Administration proceedings-Statute of Limitations-Champer tous

agreement-Practice.

O., a creditor against the estate of A. M. C., a deceased intestate, obtained an order for the administration of the estate of the intestate. On the proceedings in the Master's office, a claim which O, made to have an account of the firm of which he was a member allowed was refused, but a further claim presented by him as the assignee of certain promissory notes made in favour of H. & Co. was allowed. The present appellant, wife of the intestate, presented a petition to the court to set aside the administration order on the ground that O. at the time the order was made was not a creditor of the deceased intestate, as the assignment of the notes of H. & Co. to him was part of a champertous agreement. The court held that the judgment for administration enured to the benefit of all the creditors, and as one at least had established a claim under it, the order could not be set aside, but that O. was not entitled to be allowed in the Master's office his claim on the notes, as the transaction between him and H. & Co. in connection therewith was a champertous one. O. re-transferred the notes to H. & Co., and the latter obtained leave to prove the claim thereon in the Master's office, and on appeal from the Master's ruling, it was held that H. & Co. might now assert their title to the notes and prove on them notwithstanding the former champertous agreement with O., and that the order for administration was a bar to the Statute of Limitations running against the notes from the date of that order. Upon appeal this judgment was affirmed by the Court of Appeal.

Dataset records:
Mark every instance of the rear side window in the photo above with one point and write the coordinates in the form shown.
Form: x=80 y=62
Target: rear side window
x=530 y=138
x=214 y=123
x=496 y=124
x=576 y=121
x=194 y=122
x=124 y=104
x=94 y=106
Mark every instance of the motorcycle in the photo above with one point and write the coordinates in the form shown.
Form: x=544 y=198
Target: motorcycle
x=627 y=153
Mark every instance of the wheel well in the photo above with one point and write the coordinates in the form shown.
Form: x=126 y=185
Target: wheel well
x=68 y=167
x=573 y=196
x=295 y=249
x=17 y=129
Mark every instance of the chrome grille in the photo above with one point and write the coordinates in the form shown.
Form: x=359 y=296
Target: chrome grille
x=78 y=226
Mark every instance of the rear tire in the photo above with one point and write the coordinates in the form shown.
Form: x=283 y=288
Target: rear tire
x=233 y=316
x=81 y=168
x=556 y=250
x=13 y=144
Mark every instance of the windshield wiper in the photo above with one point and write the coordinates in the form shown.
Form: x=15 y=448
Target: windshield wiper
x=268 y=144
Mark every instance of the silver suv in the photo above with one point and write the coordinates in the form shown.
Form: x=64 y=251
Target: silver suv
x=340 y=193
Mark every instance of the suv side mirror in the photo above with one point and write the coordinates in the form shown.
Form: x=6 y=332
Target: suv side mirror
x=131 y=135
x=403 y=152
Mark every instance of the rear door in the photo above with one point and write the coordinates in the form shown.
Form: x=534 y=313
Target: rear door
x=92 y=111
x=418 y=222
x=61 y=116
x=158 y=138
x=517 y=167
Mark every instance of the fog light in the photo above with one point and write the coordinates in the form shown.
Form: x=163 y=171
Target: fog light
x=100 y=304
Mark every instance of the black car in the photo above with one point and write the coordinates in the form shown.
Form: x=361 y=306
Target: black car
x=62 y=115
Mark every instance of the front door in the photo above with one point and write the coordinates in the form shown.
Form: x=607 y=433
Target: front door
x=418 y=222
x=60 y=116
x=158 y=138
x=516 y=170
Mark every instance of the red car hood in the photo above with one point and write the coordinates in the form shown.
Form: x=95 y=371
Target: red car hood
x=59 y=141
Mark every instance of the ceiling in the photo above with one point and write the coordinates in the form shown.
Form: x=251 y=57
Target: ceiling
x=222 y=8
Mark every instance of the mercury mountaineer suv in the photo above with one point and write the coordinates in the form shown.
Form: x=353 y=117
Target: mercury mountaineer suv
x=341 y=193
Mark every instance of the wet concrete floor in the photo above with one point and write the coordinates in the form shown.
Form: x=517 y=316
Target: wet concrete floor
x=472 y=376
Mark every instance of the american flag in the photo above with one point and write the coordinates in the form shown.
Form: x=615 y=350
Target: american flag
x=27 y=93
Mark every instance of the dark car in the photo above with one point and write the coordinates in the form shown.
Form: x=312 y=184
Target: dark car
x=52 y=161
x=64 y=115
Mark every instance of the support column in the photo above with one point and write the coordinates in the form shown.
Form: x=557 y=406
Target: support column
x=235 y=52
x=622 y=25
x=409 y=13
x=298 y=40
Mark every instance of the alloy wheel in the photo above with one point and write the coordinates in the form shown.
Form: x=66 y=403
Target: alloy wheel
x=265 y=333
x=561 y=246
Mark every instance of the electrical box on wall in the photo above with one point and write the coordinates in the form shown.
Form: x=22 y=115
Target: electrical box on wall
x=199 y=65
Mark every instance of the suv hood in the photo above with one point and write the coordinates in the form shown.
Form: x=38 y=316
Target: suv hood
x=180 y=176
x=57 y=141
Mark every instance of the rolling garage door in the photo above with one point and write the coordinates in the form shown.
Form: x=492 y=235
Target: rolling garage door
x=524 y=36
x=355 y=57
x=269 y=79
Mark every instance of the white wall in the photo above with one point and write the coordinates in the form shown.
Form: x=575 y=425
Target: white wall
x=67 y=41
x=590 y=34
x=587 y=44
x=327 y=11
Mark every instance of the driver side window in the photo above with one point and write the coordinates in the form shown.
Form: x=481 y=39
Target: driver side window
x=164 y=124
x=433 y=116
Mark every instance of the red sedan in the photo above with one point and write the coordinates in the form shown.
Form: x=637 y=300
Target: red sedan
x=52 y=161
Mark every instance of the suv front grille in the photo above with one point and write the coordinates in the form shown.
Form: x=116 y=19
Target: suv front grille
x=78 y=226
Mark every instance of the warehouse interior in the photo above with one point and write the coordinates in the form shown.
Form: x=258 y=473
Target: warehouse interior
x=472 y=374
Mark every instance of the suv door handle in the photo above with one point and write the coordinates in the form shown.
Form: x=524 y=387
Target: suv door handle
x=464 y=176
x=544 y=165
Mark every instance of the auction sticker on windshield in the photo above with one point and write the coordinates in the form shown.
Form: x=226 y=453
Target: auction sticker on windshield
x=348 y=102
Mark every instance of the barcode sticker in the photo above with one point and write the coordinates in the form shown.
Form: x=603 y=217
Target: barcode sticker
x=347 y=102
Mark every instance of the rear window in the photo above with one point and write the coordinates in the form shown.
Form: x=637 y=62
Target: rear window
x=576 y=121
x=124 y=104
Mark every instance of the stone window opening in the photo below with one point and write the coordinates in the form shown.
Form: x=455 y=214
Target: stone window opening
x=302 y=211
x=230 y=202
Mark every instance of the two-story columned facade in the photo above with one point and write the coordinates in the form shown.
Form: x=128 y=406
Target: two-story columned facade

Exercise goal: In the case summary, what did the court hold the order for administration was a bar to?

Task response: The Statute of Limitations running against the notes from the date of that order.